--- start of RECORD SET ---

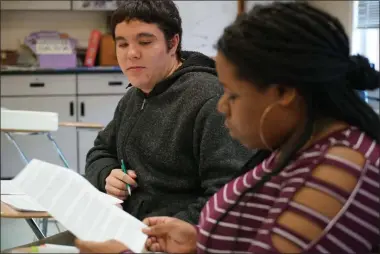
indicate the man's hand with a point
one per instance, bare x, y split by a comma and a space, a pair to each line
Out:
170, 235
116, 183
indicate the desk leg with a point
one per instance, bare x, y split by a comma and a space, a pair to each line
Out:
23, 156
60, 154
45, 223
35, 228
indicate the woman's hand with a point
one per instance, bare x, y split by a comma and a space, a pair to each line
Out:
111, 246
170, 235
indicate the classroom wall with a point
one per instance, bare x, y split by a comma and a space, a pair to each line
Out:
343, 10
16, 25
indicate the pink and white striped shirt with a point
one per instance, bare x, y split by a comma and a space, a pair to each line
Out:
249, 226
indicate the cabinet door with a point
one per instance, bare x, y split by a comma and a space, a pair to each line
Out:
35, 5
95, 109
39, 146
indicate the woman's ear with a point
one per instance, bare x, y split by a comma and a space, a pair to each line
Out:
286, 94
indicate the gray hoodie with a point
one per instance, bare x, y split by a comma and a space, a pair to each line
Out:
174, 139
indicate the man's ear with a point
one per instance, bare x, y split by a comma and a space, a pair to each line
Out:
173, 44
286, 95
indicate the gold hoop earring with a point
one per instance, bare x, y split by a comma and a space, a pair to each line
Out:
262, 119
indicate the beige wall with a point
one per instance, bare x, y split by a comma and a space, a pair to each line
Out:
343, 10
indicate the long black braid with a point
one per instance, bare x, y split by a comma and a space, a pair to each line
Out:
297, 45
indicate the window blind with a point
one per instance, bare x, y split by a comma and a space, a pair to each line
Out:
368, 14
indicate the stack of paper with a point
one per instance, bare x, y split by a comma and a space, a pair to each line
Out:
78, 205
18, 200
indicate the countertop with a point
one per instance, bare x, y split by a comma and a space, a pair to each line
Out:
78, 70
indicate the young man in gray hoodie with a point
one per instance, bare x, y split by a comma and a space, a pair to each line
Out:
166, 128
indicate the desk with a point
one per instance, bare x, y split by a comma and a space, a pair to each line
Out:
80, 125
8, 211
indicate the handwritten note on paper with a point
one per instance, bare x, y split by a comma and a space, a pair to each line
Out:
78, 205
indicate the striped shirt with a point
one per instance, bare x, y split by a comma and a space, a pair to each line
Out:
250, 225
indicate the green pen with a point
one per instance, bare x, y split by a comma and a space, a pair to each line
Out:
125, 171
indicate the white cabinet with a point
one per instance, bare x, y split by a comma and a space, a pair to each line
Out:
95, 109
39, 146
90, 98
35, 5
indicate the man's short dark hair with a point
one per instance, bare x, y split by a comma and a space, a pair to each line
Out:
163, 13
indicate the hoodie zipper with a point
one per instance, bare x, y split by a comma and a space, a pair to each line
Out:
143, 105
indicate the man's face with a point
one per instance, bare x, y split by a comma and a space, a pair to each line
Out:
142, 53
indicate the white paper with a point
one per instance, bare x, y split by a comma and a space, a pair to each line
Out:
54, 248
78, 206
8, 188
22, 203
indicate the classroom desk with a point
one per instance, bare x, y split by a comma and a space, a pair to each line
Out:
8, 212
81, 125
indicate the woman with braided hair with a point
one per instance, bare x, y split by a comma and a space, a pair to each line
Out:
289, 90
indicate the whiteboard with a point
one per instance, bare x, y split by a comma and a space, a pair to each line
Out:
203, 23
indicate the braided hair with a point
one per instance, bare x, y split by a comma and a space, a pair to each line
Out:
296, 45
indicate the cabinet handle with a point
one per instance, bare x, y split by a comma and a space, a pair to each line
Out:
82, 109
37, 84
71, 108
115, 83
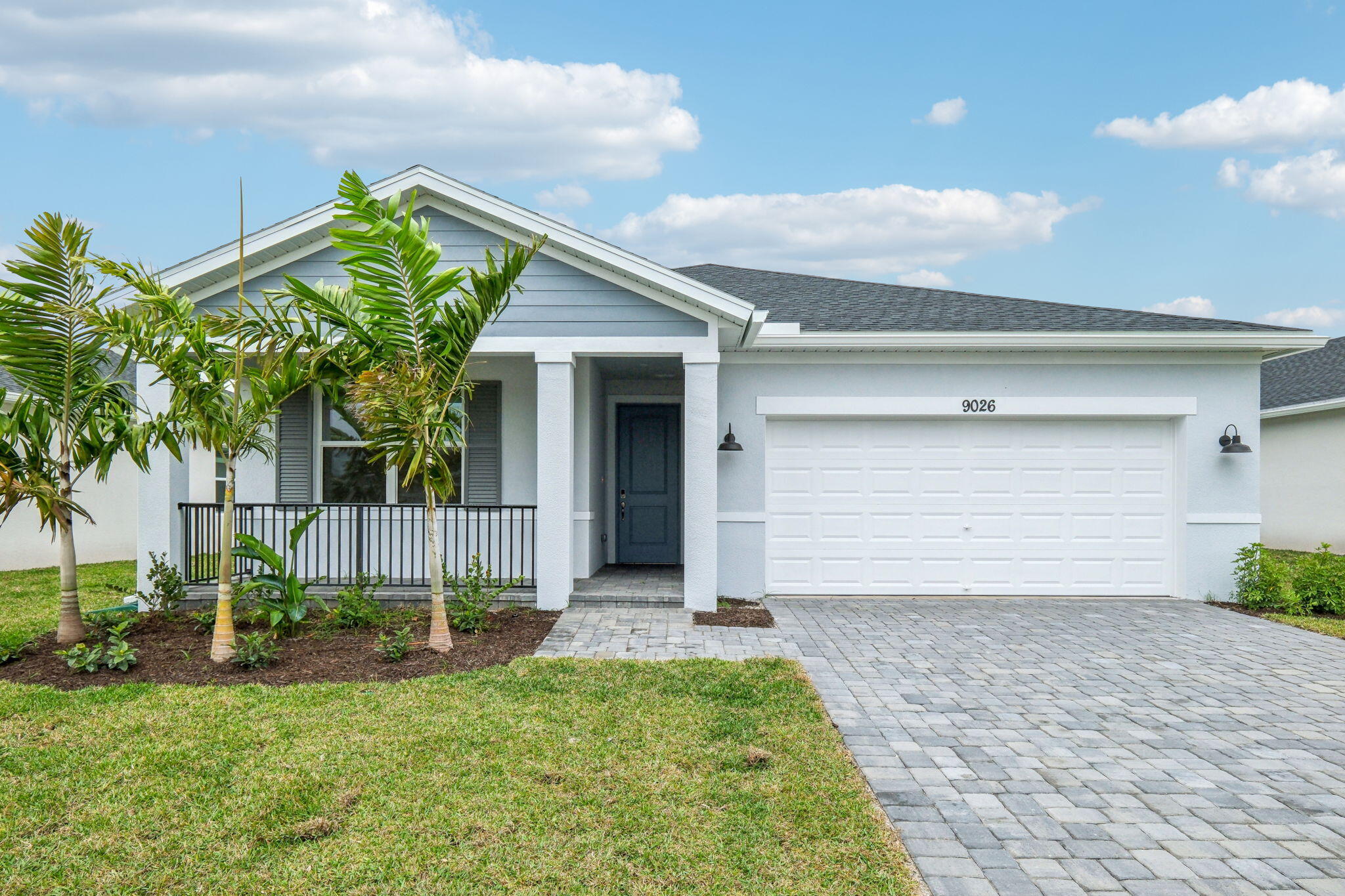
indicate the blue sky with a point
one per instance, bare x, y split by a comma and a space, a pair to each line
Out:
139, 116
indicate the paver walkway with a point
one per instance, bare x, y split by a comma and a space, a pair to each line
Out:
1064, 747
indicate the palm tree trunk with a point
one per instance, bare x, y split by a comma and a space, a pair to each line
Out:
440, 639
222, 644
70, 626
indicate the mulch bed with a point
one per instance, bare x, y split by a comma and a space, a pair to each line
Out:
735, 612
171, 652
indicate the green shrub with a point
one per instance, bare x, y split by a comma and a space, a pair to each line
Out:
256, 651
474, 594
82, 657
393, 648
1261, 582
1320, 582
165, 590
355, 606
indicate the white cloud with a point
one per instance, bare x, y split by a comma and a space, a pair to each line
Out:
929, 278
1283, 114
1310, 183
946, 112
1310, 316
1188, 307
564, 196
865, 232
357, 82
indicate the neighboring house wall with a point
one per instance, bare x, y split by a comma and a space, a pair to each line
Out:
1304, 480
1222, 490
556, 300
112, 536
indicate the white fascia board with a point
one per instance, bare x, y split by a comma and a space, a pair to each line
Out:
956, 406
1306, 408
1270, 343
458, 194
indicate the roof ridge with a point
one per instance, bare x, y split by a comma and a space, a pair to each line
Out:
1015, 299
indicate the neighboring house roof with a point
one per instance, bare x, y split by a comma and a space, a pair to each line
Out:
1310, 379
830, 304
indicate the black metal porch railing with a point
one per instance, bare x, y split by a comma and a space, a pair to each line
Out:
378, 539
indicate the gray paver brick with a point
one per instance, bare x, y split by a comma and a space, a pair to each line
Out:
1149, 747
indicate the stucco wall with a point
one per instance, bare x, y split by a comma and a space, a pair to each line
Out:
1216, 484
1304, 480
112, 536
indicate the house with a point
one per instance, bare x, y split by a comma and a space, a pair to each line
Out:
1302, 429
743, 433
112, 504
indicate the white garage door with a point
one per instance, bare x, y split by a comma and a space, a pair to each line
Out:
1061, 507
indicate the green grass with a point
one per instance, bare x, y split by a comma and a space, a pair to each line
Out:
30, 598
542, 777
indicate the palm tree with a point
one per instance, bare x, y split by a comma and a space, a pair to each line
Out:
405, 333
229, 373
73, 414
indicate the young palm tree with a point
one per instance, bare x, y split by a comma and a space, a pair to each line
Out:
73, 416
405, 332
229, 373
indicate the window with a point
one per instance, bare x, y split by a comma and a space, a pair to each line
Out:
349, 475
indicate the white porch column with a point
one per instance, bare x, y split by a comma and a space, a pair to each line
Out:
554, 480
699, 480
160, 489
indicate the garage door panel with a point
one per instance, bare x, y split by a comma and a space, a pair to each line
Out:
969, 507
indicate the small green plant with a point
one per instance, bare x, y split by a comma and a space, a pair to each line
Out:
393, 648
165, 590
1320, 582
355, 606
256, 651
1261, 582
204, 620
280, 593
474, 594
82, 657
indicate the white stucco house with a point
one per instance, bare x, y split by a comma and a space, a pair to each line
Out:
1302, 463
894, 441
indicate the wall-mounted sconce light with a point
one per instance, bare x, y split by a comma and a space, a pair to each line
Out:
731, 444
1232, 444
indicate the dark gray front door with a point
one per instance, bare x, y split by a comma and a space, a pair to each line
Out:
649, 484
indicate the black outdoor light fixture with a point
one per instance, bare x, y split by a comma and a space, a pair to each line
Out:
1232, 444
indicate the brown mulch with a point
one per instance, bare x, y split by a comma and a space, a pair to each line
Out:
735, 612
171, 652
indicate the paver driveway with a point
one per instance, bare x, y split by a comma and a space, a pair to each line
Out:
1038, 746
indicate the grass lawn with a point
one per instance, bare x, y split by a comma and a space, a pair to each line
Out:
541, 777
30, 598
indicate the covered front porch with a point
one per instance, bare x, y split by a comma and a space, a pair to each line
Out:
590, 481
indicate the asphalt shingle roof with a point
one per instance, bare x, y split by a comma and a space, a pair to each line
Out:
829, 304
1308, 377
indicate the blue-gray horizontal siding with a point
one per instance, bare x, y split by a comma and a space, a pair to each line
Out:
557, 299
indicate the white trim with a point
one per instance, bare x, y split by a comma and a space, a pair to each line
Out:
1271, 343
1306, 408
741, 516
1239, 519
953, 406
459, 195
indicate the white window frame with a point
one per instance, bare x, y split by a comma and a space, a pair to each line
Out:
390, 482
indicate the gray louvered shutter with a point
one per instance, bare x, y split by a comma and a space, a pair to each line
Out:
483, 444
295, 450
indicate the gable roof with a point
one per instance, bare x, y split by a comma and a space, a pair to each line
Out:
564, 242
830, 304
1306, 378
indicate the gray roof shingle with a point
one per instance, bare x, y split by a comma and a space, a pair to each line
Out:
829, 304
1308, 377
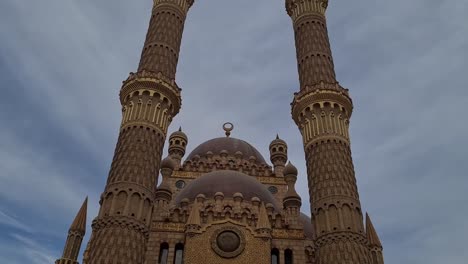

--- end of RECORD SET ---

DIRECTIONS FOR THIS TASK
Put everything from the line containing "indicate the gray roof shingle with a point" down to the end of the records into a numbered list, skipping blank lines. Leave the pictures out.

RESULT BELOW
1. indicate the gray roof shingle with a point
2. one per instance, bare x, y split by a comma and a space, a pair to each line
3. Out:
4. 829, 304
5. 1308, 377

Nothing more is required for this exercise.